(REQUIRED ACTION):
Images are to be excluded, and the rest of the data repeated exactly.

(Collected data entries)
★ ★ ★ ★

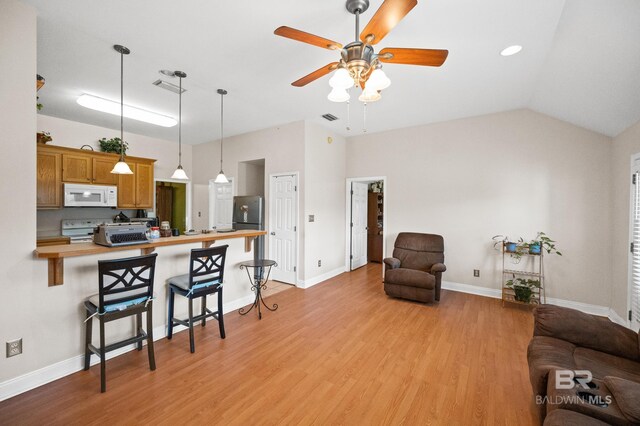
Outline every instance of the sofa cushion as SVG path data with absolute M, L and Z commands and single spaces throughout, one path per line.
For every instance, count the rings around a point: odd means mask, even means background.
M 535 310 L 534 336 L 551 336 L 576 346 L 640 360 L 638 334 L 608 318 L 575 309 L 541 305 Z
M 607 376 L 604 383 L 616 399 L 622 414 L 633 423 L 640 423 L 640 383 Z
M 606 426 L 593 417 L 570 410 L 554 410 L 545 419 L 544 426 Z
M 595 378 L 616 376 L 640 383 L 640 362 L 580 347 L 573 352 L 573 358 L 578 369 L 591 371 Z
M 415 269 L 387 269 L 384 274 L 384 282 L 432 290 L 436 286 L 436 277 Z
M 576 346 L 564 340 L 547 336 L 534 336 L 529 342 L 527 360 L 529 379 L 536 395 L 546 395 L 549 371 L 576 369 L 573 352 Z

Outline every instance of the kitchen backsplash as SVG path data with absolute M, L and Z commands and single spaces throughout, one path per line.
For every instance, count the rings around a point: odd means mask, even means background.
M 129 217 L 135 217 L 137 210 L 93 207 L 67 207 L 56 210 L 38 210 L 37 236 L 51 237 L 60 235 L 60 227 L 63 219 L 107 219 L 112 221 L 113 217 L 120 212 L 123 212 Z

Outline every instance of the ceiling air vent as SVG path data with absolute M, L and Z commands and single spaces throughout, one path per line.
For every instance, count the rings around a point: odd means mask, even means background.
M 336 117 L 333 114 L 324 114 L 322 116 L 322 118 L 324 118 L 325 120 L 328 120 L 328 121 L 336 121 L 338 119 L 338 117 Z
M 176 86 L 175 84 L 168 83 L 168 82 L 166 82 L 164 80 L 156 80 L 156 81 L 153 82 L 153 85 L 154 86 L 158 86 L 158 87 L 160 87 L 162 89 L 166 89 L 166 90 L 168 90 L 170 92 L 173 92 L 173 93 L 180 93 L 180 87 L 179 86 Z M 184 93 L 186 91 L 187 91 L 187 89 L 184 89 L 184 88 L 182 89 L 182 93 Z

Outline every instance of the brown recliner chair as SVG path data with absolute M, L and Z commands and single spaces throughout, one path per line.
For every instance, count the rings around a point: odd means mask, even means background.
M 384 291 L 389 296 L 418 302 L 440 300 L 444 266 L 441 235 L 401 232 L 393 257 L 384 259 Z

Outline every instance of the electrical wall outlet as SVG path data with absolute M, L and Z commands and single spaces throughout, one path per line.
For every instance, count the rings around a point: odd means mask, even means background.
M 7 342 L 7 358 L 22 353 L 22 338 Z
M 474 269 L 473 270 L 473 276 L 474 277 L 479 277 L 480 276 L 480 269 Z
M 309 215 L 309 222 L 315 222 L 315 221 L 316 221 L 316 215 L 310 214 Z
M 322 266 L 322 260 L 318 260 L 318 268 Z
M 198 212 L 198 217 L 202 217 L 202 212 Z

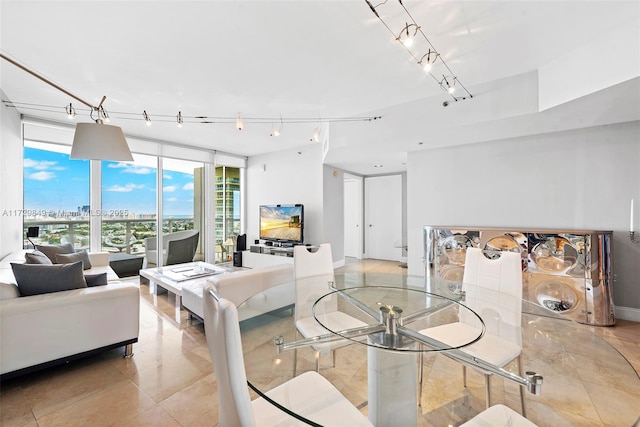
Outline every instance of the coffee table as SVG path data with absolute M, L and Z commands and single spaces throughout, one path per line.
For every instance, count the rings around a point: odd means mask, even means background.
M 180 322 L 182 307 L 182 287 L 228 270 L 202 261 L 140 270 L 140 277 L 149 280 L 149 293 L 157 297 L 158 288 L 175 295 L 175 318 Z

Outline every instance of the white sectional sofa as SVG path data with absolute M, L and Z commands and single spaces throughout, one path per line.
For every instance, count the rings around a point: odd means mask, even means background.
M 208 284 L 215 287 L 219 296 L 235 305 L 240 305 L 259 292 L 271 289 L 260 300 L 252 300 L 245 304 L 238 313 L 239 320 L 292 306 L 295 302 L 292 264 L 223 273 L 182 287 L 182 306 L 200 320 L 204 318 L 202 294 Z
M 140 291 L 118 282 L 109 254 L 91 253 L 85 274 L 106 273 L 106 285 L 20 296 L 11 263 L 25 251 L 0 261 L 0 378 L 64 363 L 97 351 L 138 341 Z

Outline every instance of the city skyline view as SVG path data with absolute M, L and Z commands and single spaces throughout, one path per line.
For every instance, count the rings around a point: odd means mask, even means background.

★ ★ ★ ★

(ANSWER TO THE EXERCISE):
Outline every instance of the sofa cushion as SVG path data with absolute M, L and Z commands and single spaces throughout, one path per line.
For every instance, count the rings around a point: odd means mask, even means background.
M 535 310 L 534 336 L 551 336 L 576 346 L 640 360 L 638 334 L 608 318 L 575 309 L 541 305 Z
M 607 376 L 604 383 L 616 399 L 622 414 L 633 423 L 640 423 L 640 383 Z
M 606 426 L 593 417 L 570 410 L 554 410 L 545 419 L 544 426 Z
M 595 378 L 616 376 L 640 383 L 640 362 L 580 347 L 573 352 L 573 358 L 578 369 L 591 371 Z
M 415 269 L 387 269 L 384 274 L 384 282 L 432 290 L 436 286 L 436 277 Z
M 576 346 L 564 340 L 547 336 L 534 336 L 529 342 L 527 360 L 529 379 L 536 395 L 546 395 L 549 371 L 576 369 L 573 352 Z

Outline every instance of the kitchen backsplash as SVG path data with absolute M, L and Z commands and single spaces throughout, one path per line.
For every instance, count the rings around a point: odd means mask, even means background.
M 129 217 L 135 217 L 137 210 L 93 207 L 67 207 L 56 210 L 38 210 L 37 236 L 51 237 L 60 235 L 60 227 L 63 219 L 107 219 L 112 221 L 113 217 L 120 212 L 123 212 Z

Outline every instance of the ceiling air vent as SVG path data with absolute M, L and Z commands and single spaces throughout, one path per line.
For every instance, count the rings around a point: odd means mask, even means background.
M 336 117 L 333 114 L 324 114 L 322 116 L 322 118 L 324 118 L 325 120 L 328 120 L 328 121 L 336 121 L 338 119 L 338 117 Z
M 176 86 L 175 84 L 168 83 L 168 82 L 166 82 L 164 80 L 156 80 L 156 81 L 153 82 L 153 85 L 154 86 L 158 86 L 158 87 L 160 87 L 162 89 L 166 89 L 166 90 L 168 90 L 170 92 L 173 92 L 173 93 L 180 93 L 180 87 L 179 86 Z M 184 93 L 186 91 L 187 91 L 187 89 L 184 89 L 184 88 L 182 89 L 182 93 Z

Outline every instance of the brown recliner chair as SVG path data with absolute M, L and Z commands and single spaces throughout, one path per line.
For every instance, count the rings around a point: odd means mask, even means background.
M 384 291 L 389 296 L 418 302 L 440 300 L 444 266 L 441 235 L 401 232 L 393 257 L 384 259 Z

Outline every instance of the electrical wall outlet as SVG path data with absolute M, L and Z commands and single spaces throughout, one path per line.
For every instance, count the rings around a point: odd means mask, even means background.
M 7 342 L 7 358 L 22 353 L 22 338 Z
M 474 269 L 473 270 L 473 276 L 474 277 L 479 277 L 480 276 L 480 269 Z
M 309 215 L 309 222 L 315 222 L 315 221 L 316 221 L 316 215 L 310 214 Z
M 322 266 L 322 260 L 318 260 L 318 268 Z
M 198 212 L 198 217 L 202 217 L 202 212 Z

Outline every instance of the coffee table as SVG path data with absolute M, L and Z commands and single spaces throughout, one path per line.
For every instance, count the rings around a point: odd means mask, even means background.
M 180 322 L 182 307 L 182 287 L 228 270 L 202 261 L 140 270 L 140 277 L 149 280 L 149 293 L 157 297 L 158 288 L 175 295 L 175 318 Z

Outline every instance of the white sectional sofa as SVG path data with absolute M, L and Z commands and single spaces throughout, one path per line.
For every instance, count the rings around a point: odd means mask, even means background.
M 208 284 L 215 287 L 219 296 L 235 305 L 240 305 L 259 292 L 271 289 L 260 300 L 252 300 L 245 304 L 238 313 L 239 320 L 292 306 L 295 302 L 292 264 L 223 273 L 182 287 L 182 306 L 200 320 L 204 318 L 202 294 Z
M 140 291 L 118 282 L 109 254 L 91 253 L 85 274 L 106 273 L 106 285 L 20 296 L 11 263 L 25 251 L 0 261 L 0 378 L 64 363 L 97 351 L 138 341 Z

Outline every instance of the city skyline view as SVG path data with absolute M, L and Z commands and single spaces throughout, one path per line.
For every instance, count the rings around a point: odd means mask, even means background.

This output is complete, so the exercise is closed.